> [Data for processing]
[Begin]
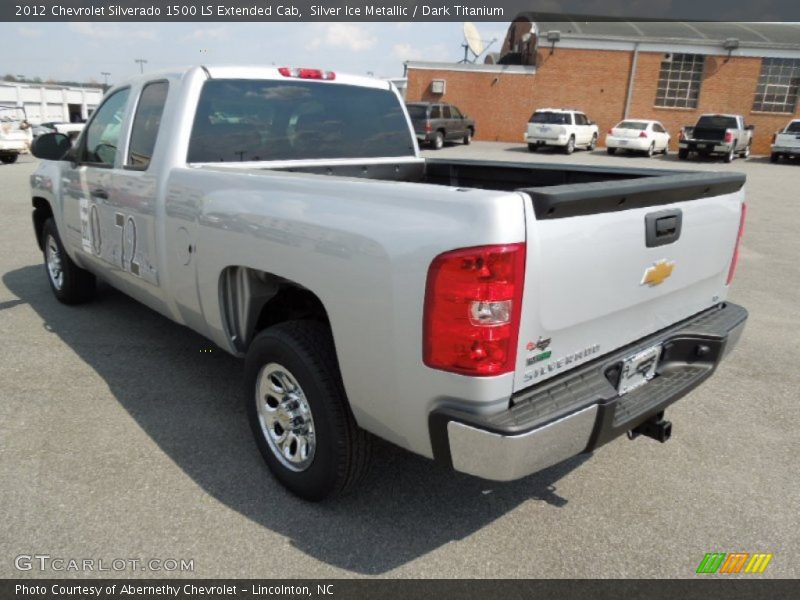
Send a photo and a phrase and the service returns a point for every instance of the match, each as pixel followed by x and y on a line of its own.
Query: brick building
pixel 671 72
[End]
[Begin]
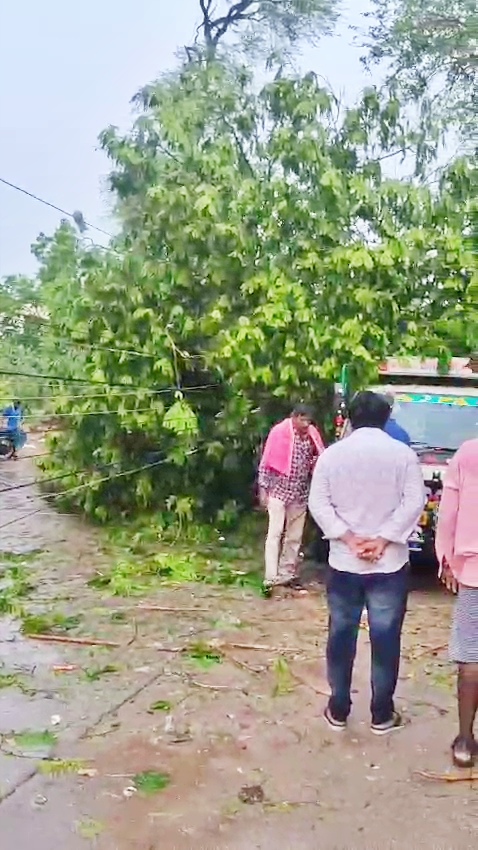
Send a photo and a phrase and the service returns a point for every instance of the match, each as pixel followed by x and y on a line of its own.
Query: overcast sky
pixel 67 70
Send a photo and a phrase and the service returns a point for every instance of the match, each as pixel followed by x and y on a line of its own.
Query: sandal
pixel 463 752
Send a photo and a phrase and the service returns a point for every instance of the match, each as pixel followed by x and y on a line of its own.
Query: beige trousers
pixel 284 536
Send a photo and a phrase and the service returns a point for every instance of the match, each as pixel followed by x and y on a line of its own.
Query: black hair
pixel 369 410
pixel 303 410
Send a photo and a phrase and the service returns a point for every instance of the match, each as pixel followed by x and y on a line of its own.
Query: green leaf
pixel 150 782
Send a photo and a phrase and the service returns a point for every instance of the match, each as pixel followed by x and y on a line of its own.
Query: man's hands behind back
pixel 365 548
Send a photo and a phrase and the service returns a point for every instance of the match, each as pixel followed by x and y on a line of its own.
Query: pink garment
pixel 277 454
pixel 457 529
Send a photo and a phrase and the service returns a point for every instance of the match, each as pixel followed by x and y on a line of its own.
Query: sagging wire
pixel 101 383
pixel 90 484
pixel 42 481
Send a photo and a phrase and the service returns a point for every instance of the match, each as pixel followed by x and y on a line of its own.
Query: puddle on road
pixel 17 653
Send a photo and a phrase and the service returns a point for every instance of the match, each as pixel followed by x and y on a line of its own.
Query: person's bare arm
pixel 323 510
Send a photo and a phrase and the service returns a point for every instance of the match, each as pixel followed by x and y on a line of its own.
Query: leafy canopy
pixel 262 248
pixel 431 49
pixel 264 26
[End]
> [What is asked] Which lines in the listing above contain the string "Query"? Find each one and copy it out in full.

> [Expected answer]
Query: brick building
Query: overcast sky
Query: sandal
Query: beige trousers
Query: black hair
Query: green leaf
Query: man's hands behind back
Query: pink garment
Query: sagging wire
Query: puddle on road
Query: person's bare arm
Query: leafy canopy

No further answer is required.